> **WORK INSTRUCTION A**
Print the part of the excerpt about living with 22q from "I also have" up to and including "this confident me.".
> **WORK INSTRUCTION B**
What age does the writer of the excerpt about living with 22q give?

I also have said something snappy in the past and would have asked for an apology.... I did not say any of those things. Instead the me today at 33 has dealt with others before who felt the compulsive need to inform me of how young I look. I remind myself to relax because I look young and it could be worst... I could always have had no ears to hear this lady.

So…
This time my response to her was: That is how life works! Funny, isn’t it? How I am not formed to fit your image.

I left with the lady to ponder what the ?

I was un effected, I didn't allow it to ruin my day like comments would have in the past. I’m liking this confident me.

Numbers do matter when you have a genetic disorder as an adult. I have 22q velocardofacial syndrome and not everyone I meet needs to be informed of my genetic disorder because it is not what or who I am. I didn't tell her: 'oh it’s my missing chromosome making me look young...'. I wasn't ever going to run into this lady again. I don't plan on returning to the store either.

I blog and help others but I personally am not branded with 22q across my forehead. I am so much more! 

Thanks for reading. -

I am passionate about helping others who struggle with 22q, here is why!

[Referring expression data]
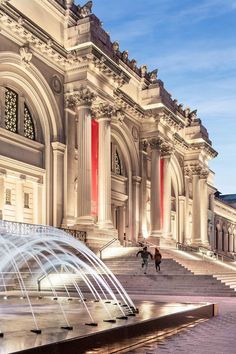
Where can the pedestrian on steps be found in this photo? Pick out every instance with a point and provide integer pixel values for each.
(157, 258)
(144, 255)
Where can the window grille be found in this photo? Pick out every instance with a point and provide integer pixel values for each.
(26, 200)
(28, 124)
(118, 170)
(8, 196)
(11, 110)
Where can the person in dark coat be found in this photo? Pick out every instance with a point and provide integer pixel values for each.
(157, 259)
(144, 255)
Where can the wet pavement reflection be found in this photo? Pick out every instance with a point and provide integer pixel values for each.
(16, 319)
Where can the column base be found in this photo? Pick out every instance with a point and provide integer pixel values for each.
(86, 221)
(68, 221)
(199, 243)
(106, 224)
(155, 238)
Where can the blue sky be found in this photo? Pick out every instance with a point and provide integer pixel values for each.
(193, 45)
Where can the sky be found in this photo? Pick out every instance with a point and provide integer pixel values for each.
(193, 45)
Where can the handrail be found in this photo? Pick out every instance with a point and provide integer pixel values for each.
(205, 251)
(106, 245)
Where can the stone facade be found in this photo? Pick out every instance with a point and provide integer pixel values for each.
(90, 141)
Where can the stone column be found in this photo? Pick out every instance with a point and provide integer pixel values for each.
(135, 206)
(155, 145)
(20, 198)
(166, 155)
(143, 233)
(58, 182)
(2, 195)
(187, 238)
(204, 207)
(2, 107)
(69, 203)
(104, 114)
(196, 221)
(81, 101)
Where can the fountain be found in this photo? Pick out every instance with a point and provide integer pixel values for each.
(45, 258)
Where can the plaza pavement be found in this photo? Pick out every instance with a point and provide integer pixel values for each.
(215, 336)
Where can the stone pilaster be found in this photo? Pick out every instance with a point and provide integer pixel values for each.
(196, 220)
(104, 113)
(58, 182)
(155, 145)
(167, 151)
(70, 173)
(135, 208)
(143, 232)
(81, 102)
(187, 231)
(204, 207)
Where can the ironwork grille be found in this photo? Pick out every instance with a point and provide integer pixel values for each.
(29, 131)
(11, 110)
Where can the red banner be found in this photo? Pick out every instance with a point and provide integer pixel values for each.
(94, 189)
(162, 190)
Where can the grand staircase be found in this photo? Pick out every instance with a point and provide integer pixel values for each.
(182, 273)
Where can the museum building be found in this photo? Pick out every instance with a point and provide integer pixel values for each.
(91, 141)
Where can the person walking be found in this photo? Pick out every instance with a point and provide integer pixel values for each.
(144, 255)
(157, 259)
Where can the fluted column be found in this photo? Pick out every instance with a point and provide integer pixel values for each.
(187, 231)
(104, 114)
(70, 175)
(81, 101)
(58, 182)
(196, 221)
(166, 155)
(155, 145)
(204, 207)
(143, 191)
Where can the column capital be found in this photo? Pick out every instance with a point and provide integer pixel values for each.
(204, 173)
(155, 143)
(82, 97)
(167, 150)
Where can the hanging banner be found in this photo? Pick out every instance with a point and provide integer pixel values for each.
(162, 190)
(94, 189)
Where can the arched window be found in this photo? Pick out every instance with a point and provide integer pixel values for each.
(118, 170)
(28, 124)
(14, 121)
(11, 110)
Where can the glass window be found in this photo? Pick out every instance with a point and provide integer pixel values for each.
(11, 110)
(28, 124)
(26, 200)
(8, 196)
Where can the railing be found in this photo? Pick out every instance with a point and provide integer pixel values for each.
(20, 228)
(109, 243)
(185, 247)
(77, 234)
(205, 252)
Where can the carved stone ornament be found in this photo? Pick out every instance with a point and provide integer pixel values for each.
(56, 84)
(155, 143)
(153, 76)
(204, 173)
(143, 70)
(26, 55)
(135, 133)
(83, 97)
(116, 46)
(86, 10)
(125, 55)
(103, 111)
(196, 168)
(167, 149)
(144, 145)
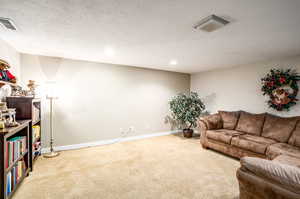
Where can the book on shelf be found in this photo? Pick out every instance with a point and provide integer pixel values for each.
(14, 176)
(15, 148)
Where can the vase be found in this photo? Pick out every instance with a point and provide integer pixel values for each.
(188, 133)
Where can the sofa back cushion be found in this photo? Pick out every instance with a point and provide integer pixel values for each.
(295, 138)
(229, 119)
(279, 128)
(213, 121)
(251, 123)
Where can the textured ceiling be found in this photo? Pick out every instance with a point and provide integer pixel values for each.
(150, 33)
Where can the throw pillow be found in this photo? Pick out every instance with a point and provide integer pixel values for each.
(229, 119)
(251, 123)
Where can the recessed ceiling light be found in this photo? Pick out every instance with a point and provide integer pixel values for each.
(211, 23)
(109, 51)
(173, 62)
(8, 23)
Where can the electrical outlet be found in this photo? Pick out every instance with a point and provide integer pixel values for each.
(131, 129)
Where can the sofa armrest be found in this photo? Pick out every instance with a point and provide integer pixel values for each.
(285, 175)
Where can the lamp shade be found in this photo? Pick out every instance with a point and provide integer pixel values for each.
(51, 89)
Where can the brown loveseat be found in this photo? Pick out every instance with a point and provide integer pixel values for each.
(277, 139)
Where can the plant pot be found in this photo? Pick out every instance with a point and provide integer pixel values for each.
(188, 133)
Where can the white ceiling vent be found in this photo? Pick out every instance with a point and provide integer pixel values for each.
(8, 23)
(211, 23)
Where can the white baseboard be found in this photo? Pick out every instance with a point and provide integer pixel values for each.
(105, 142)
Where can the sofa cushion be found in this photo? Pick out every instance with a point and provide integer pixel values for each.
(222, 135)
(252, 143)
(289, 160)
(279, 128)
(213, 121)
(229, 119)
(251, 123)
(285, 175)
(295, 137)
(282, 149)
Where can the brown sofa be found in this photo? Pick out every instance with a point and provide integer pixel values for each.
(252, 137)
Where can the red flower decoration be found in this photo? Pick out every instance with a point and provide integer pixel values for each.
(271, 84)
(282, 80)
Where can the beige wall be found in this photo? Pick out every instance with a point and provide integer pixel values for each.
(10, 55)
(238, 88)
(96, 100)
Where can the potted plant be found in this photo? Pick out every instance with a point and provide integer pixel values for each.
(186, 109)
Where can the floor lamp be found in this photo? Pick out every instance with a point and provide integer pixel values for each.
(51, 96)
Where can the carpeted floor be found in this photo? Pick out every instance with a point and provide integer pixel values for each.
(168, 167)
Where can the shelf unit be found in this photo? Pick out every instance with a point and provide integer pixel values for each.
(28, 108)
(2, 83)
(6, 134)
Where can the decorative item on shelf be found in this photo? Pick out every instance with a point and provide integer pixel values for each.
(32, 86)
(51, 95)
(5, 91)
(186, 109)
(5, 75)
(17, 91)
(282, 88)
(9, 117)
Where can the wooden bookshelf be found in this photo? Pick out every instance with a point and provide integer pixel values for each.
(28, 108)
(2, 83)
(6, 134)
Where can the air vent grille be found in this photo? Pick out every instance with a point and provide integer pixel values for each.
(211, 23)
(7, 23)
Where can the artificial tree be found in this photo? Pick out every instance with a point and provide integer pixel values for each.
(186, 109)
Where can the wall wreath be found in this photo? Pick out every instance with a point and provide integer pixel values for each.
(282, 88)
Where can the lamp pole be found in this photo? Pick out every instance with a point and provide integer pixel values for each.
(52, 152)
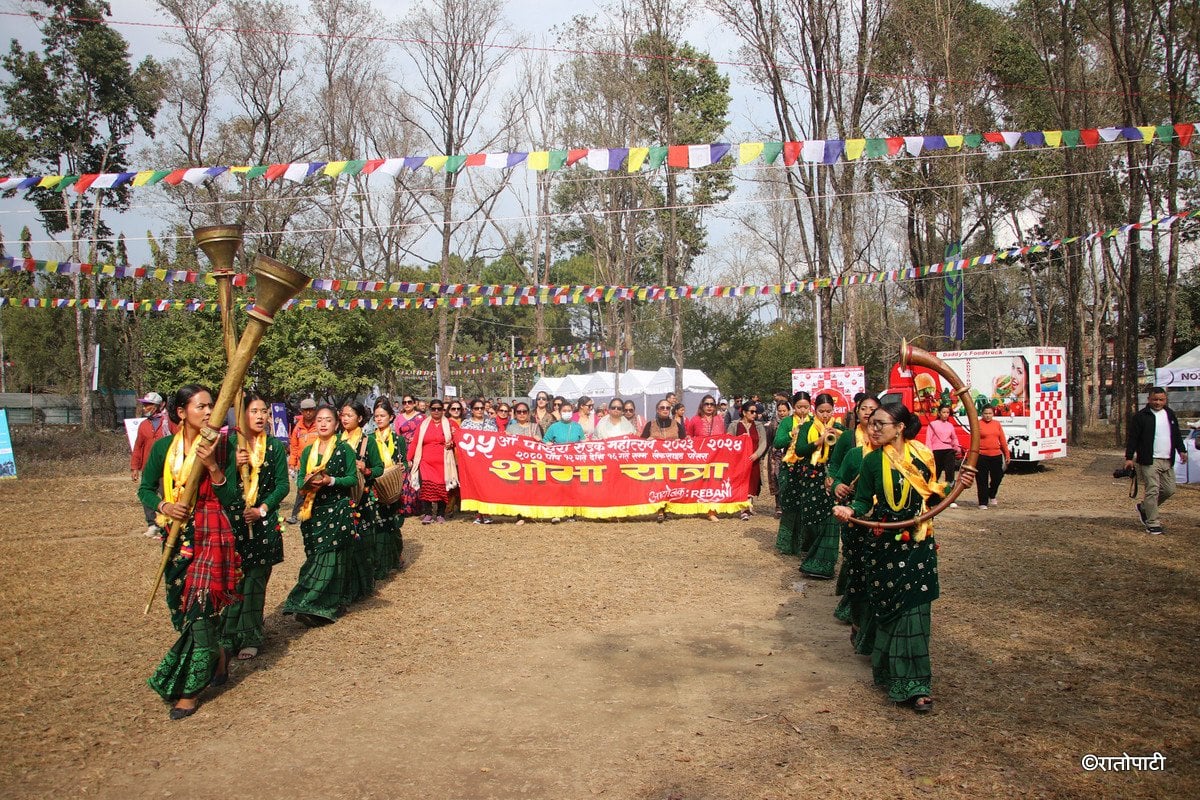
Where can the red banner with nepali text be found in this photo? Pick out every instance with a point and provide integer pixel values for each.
(501, 474)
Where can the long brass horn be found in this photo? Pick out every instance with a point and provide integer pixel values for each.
(277, 283)
(221, 244)
(915, 355)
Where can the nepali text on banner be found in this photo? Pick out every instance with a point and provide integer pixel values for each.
(510, 475)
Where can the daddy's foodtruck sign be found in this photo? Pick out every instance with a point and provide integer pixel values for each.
(599, 480)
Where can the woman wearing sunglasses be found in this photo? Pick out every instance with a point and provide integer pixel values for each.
(898, 482)
(522, 423)
(613, 425)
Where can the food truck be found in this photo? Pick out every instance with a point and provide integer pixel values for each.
(1024, 386)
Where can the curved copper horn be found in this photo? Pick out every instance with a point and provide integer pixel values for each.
(915, 355)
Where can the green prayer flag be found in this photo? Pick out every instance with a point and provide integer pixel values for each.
(876, 148)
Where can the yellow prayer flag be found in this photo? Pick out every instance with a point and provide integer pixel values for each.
(855, 149)
(748, 151)
(636, 158)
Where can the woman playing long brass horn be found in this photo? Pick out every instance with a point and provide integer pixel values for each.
(202, 577)
(895, 485)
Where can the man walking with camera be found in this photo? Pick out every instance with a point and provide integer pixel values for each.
(1153, 443)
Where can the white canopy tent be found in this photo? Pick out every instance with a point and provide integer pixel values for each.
(1181, 373)
(642, 386)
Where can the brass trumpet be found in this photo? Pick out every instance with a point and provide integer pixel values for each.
(277, 283)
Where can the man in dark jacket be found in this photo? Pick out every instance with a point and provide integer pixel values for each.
(1153, 443)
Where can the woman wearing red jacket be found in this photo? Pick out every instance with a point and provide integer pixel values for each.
(993, 458)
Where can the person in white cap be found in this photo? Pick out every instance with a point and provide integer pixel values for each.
(151, 429)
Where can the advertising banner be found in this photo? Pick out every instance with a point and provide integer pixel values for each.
(509, 475)
(840, 383)
(7, 463)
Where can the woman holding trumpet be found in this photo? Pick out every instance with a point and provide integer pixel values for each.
(328, 471)
(851, 585)
(261, 474)
(202, 577)
(898, 482)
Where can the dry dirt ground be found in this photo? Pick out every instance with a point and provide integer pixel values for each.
(619, 660)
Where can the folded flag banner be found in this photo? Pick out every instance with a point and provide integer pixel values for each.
(508, 475)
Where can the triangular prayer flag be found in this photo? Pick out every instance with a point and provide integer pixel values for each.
(636, 158)
(598, 158)
(813, 150)
(834, 148)
(748, 151)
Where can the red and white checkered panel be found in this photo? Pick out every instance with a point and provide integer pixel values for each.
(1049, 408)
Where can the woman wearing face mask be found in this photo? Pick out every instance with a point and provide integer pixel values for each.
(393, 450)
(202, 577)
(365, 509)
(821, 531)
(541, 413)
(261, 474)
(795, 473)
(851, 578)
(328, 473)
(750, 426)
(613, 425)
(897, 482)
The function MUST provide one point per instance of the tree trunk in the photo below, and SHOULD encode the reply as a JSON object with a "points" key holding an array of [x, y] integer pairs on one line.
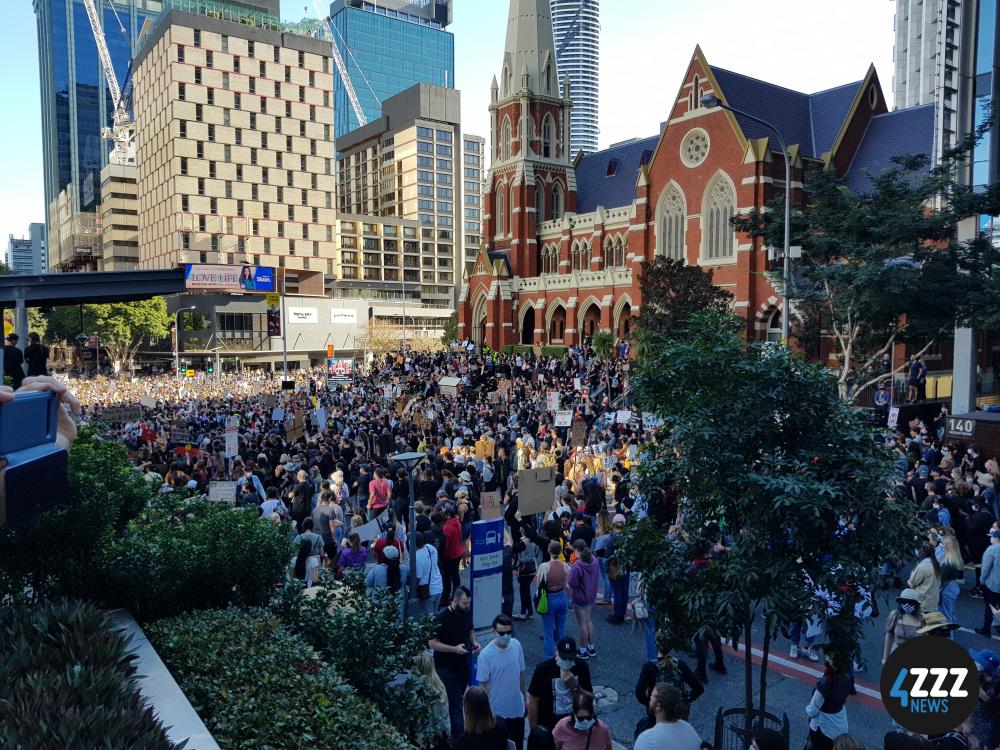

> **ANSWER SECTION A**
I also have said something snappy in the past and would have asked for an apology.... I did not say any of those things. Instead the me today at 33 has dealt with others before who felt the compulsive need to inform me of how young I look. I remind myself to relax because I look young and it could be worst... I could always have had no ears to hear this lady.

So…
This time my response to her was: That is how life works! Funny, isn’t it? How I am not formed to fit your image.

I left with the lady to ponder what the ?

I was un effected, I didn't allow it to ruin my day like comments would have in the past. I’m liking this confident me.

> **ANSWER SECTION B**
33